(PROBLEM DESCRIPTION)
Your task is to copy the listing exactly. Drop any pictures from the copy.

Start of DATA LINES

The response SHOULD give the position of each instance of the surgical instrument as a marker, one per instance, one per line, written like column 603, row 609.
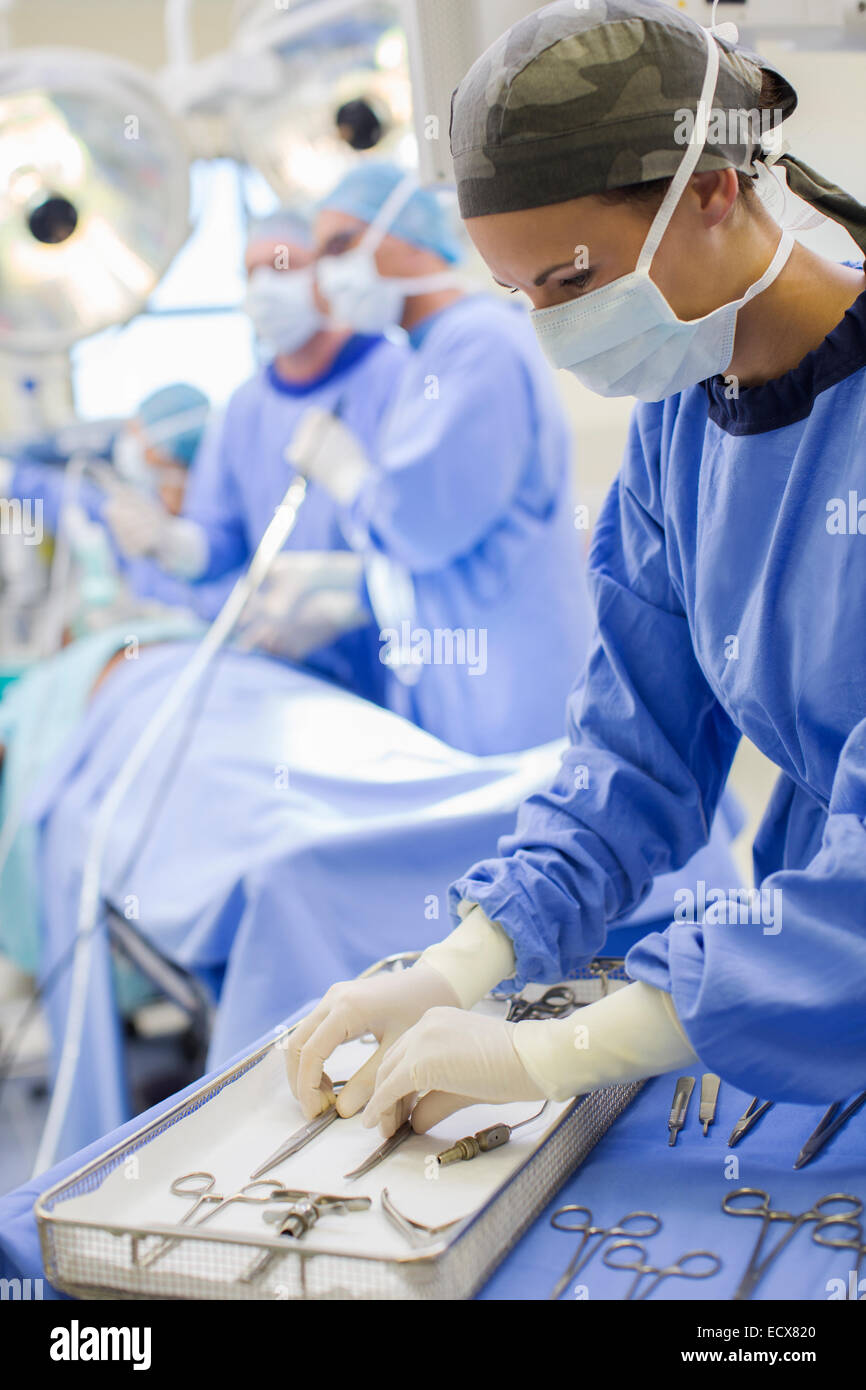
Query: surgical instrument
column 300, row 1137
column 414, row 1232
column 199, row 1186
column 306, row 1208
column 855, row 1241
column 830, row 1123
column 492, row 1137
column 679, row 1109
column 381, row 1153
column 556, row 1002
column 581, row 1257
column 748, row 1119
column 641, row 1268
column 709, row 1098
column 299, row 1218
column 756, row 1266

End of DATA LINES

(COMPLETE OUTPUT)
The response SHOULD give the position of each instance of the surgical instrument as a marker, one per instance, one per line, written like column 603, row 609.
Query: surgical instrument
column 300, row 1137
column 414, row 1232
column 199, row 1186
column 306, row 1208
column 855, row 1241
column 830, row 1123
column 492, row 1137
column 679, row 1109
column 381, row 1153
column 556, row 1002
column 581, row 1257
column 748, row 1119
column 641, row 1268
column 709, row 1098
column 299, row 1218
column 756, row 1266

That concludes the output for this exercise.